Even if (or maybe especially if) you haven’t read any of these books, it’s easy to articulate the critique: they’re twee, precious, navel-gazing, entitled, airless hipster literature. It’s not naturalism, runs the critique, it’s mumbly solipsism. There’s something deeply anti-social about the style—the narrator curling into a ball for the duration of a novel—and it’s not even true-to-life; there’s an artifice, and falsity, in trying to paint oneself in the ugliest possible way. James Wood, for instance, the dean of American critics, tries assiduously to get into the spirit of Sheila Heti’s How Should a Person Be and then finally gives up: “If I wanted to hear that,” he writes, fuming at another dose of Heti’s self-pity, “I could settle in at a Starbucks and wait for the school kids to get out at three o’clock.” Wood has a point: nothing is worse than the ‘quiet style’ pushed to absolute indolence—take Tao Lin, for example, who pushes the style to its extreme, an unremittingly self-loathing lifelessness. In valuing truth over stories, the style focuses almost entirely on first-person memoirish writing at the expense of the imagination.
Wood may have a point about mannered fecklessness, but he goes astray when he dismisses the style as disengaged. There’s a trenchant protest embedded within the quiet style. There’s a sense that institutions are a colossal lie and a brave insistence that the experience of the individual is paramount, and outweighs any implicit debt that a person has toward ‘society.’ The period of being lost, when you’re least tethered to any kind of status marker, is actually when you’re most truly yourself. In Garth Greenwell’s What Belongs To You, the narrator, adrift and self-loathing in Bulgaria, approaches something like love with his violent prostitute lover Mitko. By the time he settles down and gets a real boyfriend, he’s a prig. In Baker’s Nocturama, the protagonist, Skaggs, his life in freefall, hits a breakthrough in the unlikely company of his loserish stepfather and his misery-loves-company one-night stand; once he pulls himself together and gets a job, he’s just another jerk again. “No genius here,” reflects Adam in Leaving the Atocha Station, in what’s probably the novel’s summation, “no deep song. But my research had taught me that the tissue of contradictions that was my personality was itself a poem.”
There’s something Quakerish in this sensibility—an adamant insistence that it’s in the most insignificant, most easily overlooked moments of daily life where the sacred resides. Why isn’t ordinary life treated as important? these writers keep demanding. Why are you more worthwhile if you’re successful and published? And, implicitly, why are you therefore worthless when you’re mired in edits for your awful manuscript (as are Miranda July and Sheila Heti’s heroines)? What is it about people that makes them always root for the frontrunners? Why is it so hard to sit still and just take in what life really is?
To put it another way, there’s a deep faith running through the quiet style, a belief that if you write what is organic and true, if you trust life (and don’t pump for laughs or plumb for drama) then your artwork will prove, in the end, to be truly funny and gripping. And at maybe a deeper level, there’s a belief that art is all that matters – that it’s the act of recording and commemorating that imbues life with sanctity. “My plays,” said Annie Baker in an interview, “are about how art can save your life.”

Requirements - Retype the passage from the essay on the quiet style, beginning at the words that contain "There’s something Quakerish" and stopping after "life really is?".

Extracted rows
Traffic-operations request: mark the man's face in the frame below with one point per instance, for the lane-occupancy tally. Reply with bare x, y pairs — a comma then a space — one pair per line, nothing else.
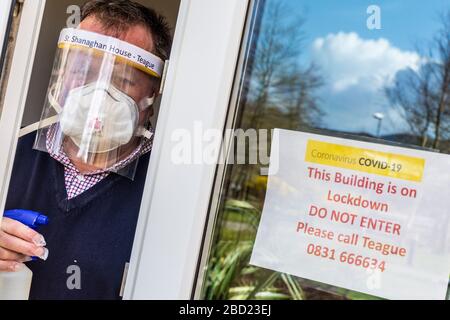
135, 83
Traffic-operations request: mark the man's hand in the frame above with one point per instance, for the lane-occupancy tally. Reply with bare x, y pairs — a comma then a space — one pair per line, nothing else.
18, 243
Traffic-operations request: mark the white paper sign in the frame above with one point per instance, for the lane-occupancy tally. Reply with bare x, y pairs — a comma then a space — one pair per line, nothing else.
367, 217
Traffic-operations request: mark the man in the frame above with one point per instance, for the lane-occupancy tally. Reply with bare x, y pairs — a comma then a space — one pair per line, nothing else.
92, 208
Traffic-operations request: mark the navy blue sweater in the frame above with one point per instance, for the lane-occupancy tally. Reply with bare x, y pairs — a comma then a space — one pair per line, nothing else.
90, 235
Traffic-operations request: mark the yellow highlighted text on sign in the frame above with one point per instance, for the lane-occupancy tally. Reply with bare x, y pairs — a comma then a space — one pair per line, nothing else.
365, 160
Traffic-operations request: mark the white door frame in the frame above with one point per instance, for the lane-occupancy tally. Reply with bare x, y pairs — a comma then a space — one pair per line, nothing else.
176, 197
5, 14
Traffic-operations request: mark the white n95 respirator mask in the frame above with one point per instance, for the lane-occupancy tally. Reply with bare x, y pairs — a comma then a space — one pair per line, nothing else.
97, 107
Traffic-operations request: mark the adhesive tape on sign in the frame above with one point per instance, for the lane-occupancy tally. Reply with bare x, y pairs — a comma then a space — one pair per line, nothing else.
135, 56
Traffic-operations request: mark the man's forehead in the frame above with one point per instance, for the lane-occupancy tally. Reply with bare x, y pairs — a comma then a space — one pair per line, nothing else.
137, 35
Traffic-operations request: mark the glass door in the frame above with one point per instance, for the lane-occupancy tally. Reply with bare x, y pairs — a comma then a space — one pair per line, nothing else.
336, 68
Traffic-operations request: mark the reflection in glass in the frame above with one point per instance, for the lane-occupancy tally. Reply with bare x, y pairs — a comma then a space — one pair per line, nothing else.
314, 65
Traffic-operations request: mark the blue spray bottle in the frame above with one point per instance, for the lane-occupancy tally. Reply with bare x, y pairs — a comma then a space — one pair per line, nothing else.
16, 285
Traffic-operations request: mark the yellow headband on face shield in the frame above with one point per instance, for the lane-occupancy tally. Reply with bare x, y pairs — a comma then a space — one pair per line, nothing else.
124, 51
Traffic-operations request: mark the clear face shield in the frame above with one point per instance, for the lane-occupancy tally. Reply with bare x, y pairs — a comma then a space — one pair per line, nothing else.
98, 102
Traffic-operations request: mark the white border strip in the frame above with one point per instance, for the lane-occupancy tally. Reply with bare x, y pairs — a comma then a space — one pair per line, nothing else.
138, 56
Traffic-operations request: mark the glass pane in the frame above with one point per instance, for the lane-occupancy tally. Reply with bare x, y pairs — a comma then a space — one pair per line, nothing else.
340, 67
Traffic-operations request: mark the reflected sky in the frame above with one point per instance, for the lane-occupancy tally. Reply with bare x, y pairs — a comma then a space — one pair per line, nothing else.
357, 63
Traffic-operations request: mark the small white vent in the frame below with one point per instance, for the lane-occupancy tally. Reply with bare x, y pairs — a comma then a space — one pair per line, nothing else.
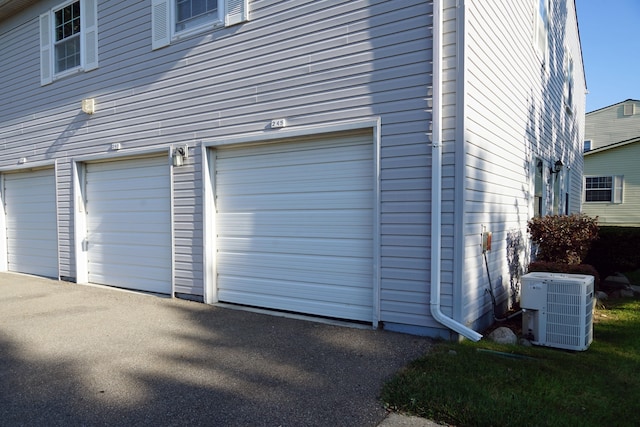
629, 109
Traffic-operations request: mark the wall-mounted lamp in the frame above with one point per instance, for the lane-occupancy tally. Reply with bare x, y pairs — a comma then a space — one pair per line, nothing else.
557, 167
179, 154
89, 106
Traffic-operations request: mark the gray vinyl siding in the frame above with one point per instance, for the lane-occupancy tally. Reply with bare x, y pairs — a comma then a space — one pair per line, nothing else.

Solution for this exercise -
There’s something Quakerish in this sensibility—an adamant insistence that it’s in the most insignificant, most easily overlooked moments of daily life where the sacred resides. Why isn’t ordinary life treated as important? these writers keep demanding. Why are you more worthwhile if you’re successful and published? And, implicitly, why are you therefore worthless when you’re mired in edits for your awful manuscript (as are Miranda July and Sheila Heti’s heroines)? What is it about people that makes them always root for the frontrunners? Why is it so hard to sit still and just take in what life really is?